• **TASK STATEMENT**
All entries below are to be set down again, identical to the source.

• **DATA TO USE**

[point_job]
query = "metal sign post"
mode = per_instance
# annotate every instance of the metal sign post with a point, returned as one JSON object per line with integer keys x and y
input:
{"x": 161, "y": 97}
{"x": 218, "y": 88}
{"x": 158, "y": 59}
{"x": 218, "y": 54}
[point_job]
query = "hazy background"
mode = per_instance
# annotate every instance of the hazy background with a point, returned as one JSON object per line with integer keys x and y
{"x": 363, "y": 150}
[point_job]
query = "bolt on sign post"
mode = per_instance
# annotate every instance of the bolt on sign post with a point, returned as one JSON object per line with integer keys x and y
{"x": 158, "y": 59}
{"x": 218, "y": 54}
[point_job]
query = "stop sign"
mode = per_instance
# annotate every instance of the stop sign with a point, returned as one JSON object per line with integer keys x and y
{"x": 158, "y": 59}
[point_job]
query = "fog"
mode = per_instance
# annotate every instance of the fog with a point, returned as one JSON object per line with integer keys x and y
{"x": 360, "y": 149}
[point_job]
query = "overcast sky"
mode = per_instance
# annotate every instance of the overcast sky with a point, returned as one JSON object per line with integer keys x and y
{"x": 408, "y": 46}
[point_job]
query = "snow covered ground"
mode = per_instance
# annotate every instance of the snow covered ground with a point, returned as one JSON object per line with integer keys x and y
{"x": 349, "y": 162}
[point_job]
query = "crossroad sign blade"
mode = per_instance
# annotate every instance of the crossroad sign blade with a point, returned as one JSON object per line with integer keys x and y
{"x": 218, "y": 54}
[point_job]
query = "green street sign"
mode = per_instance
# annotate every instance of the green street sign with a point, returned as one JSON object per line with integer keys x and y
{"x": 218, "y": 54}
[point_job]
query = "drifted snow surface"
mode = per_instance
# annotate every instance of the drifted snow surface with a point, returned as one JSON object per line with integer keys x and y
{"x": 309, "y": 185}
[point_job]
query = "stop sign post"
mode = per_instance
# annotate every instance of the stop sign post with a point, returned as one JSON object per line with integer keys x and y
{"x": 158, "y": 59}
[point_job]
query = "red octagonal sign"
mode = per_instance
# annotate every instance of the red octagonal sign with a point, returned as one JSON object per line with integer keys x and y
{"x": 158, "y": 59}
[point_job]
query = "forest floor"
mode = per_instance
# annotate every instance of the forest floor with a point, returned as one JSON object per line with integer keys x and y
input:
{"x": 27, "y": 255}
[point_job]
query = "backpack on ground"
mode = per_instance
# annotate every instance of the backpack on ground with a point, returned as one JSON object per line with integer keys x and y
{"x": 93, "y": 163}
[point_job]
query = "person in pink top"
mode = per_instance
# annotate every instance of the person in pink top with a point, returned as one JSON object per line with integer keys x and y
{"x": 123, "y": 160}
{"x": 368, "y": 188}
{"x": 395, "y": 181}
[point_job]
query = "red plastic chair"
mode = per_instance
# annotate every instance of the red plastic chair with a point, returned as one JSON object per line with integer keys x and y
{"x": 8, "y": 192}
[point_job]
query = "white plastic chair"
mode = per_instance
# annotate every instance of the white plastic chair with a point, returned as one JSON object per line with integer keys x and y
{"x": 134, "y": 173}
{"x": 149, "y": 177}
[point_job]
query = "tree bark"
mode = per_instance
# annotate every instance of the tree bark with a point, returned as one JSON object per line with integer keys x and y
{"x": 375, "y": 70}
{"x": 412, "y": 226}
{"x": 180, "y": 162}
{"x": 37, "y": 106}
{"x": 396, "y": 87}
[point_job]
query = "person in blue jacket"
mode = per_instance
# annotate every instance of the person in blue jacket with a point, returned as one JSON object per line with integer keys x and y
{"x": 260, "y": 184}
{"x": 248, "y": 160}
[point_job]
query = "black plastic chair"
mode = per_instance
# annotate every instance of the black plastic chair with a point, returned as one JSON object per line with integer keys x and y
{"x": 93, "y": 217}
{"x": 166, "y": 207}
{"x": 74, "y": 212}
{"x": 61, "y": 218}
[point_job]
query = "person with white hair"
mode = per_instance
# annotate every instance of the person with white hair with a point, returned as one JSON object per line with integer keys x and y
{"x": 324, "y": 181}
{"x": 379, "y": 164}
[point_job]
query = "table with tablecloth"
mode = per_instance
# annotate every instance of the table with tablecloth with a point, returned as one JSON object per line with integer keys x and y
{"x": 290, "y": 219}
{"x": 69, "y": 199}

• **REPLY**
[point_job]
query = "metal sign post"
mode = per_instance
# annotate every instance of the metal sign post with a point, returned as one JSON object per line with integer keys x and y
input:
{"x": 161, "y": 97}
{"x": 218, "y": 88}
{"x": 158, "y": 59}
{"x": 218, "y": 54}
[point_job]
query = "hazy background"
mode = per_instance
# annotate every instance of the hazy background with a point, returned as one JSON object per line with integer keys x and y
{"x": 363, "y": 150}
[point_job]
query = "bolt on sign post"
mode = per_instance
# annotate every instance of the bolt on sign post with a point, returned as one JSON object per line with integer keys x and y
{"x": 158, "y": 59}
{"x": 218, "y": 54}
[point_job]
query = "stop sign"
mode = per_instance
# annotate every instance of the stop sign with a point, returned as one JSON object per line with integer keys x and y
{"x": 158, "y": 59}
[point_job]
query = "fog"
mode = per_instance
# annotate every instance of the fog with a point, returned as one JSON object per line with integer keys x and y
{"x": 360, "y": 149}
[point_job]
query = "overcast sky"
mode = per_instance
# annotate every instance of the overcast sky with a point, returned as one JSON object per line with integer keys x and y
{"x": 408, "y": 46}
[point_job]
query = "snow covered ground"
mode = per_instance
# annotate every instance of the snow covered ground with a point, returned as one JSON object per line with integer keys x and y
{"x": 349, "y": 162}
[point_job]
query = "crossroad sign blade"
mode = per_instance
# annotate every instance of the crossroad sign blade with a point, returned as one JSON object per line with integer keys x and y
{"x": 218, "y": 54}
[point_job]
query = "green street sign"
mode = per_instance
# annotate every instance of the green street sign with a point, returned as one JSON object per line with integer keys x and y
{"x": 218, "y": 54}
[point_job]
query = "drifted snow surface"
mode = per_instance
# annotate every instance of the drifted snow surface with a point, returned as one JSON object per line with integer keys x and y
{"x": 309, "y": 185}
[point_job]
query = "stop sign post"
mode = per_instance
# annotate every instance of the stop sign post with a point, returned as one JSON object per line with integer keys x and y
{"x": 158, "y": 59}
[point_job]
query = "red octagonal sign"
mode = per_instance
# annotate every instance of the red octagonal sign with a point, returned as one JSON object per line with integer keys x and y
{"x": 158, "y": 59}
[point_job]
query = "forest floor"
mode = per_instance
# annotate every instance of the forest floor with a point, returned as one JSON object per line with integer keys x and y
input:
{"x": 27, "y": 255}
[point_job]
query = "backpack on ground"
mode = per_instance
# annotate every instance of the backpack on ground with a point, returned as one JSON object per line with integer keys x and y
{"x": 93, "y": 163}
[point_job]
query = "person in pink top"
mode = per_instance
# annotate every instance of the person in pink top with a point, returned as one JSON object per line with integer keys x and y
{"x": 123, "y": 160}
{"x": 368, "y": 188}
{"x": 395, "y": 181}
[point_job]
query = "red plastic chair"
mode = per_instance
# annotate every instance of the red plastic chair with a point, returned as one JSON object per line with integer keys x and y
{"x": 8, "y": 192}
[point_job]
query = "white plastic chair"
mode = per_instance
# annotate every instance of the white plastic chair with a point, returned as one JSON object per line with integer keys x and y
{"x": 134, "y": 173}
{"x": 149, "y": 177}
[point_job]
query = "tree bark"
mode = per_instance
# annotate every instance of the tree bark with a point, returned as one JSON object per line with integer keys x and y
{"x": 375, "y": 70}
{"x": 412, "y": 226}
{"x": 180, "y": 162}
{"x": 37, "y": 106}
{"x": 396, "y": 87}
[point_job]
query = "person in blue jacket"
mode = per_instance
# annotate every instance of the person in blue jacket with a point, returned as one JSON object per line with integer keys x and y
{"x": 260, "y": 184}
{"x": 248, "y": 160}
[point_job]
query = "black plastic chair"
mode = per_instance
# annotate every instance of the black plastic chair with a point, returned as one JSON object per line with integer keys x and y
{"x": 93, "y": 217}
{"x": 166, "y": 207}
{"x": 74, "y": 212}
{"x": 61, "y": 218}
[point_job]
query = "person with white hair"
mode = per_instance
# annotate every instance of the person with white hair with a point, returned as one JSON object per line with integer keys x and y
{"x": 324, "y": 181}
{"x": 379, "y": 164}
[point_job]
query = "table with tablecloth"
mode = per_instance
# annotate every instance of the table with tablecloth with a point, returned as one JSON object per line with integer keys x and y
{"x": 290, "y": 219}
{"x": 69, "y": 199}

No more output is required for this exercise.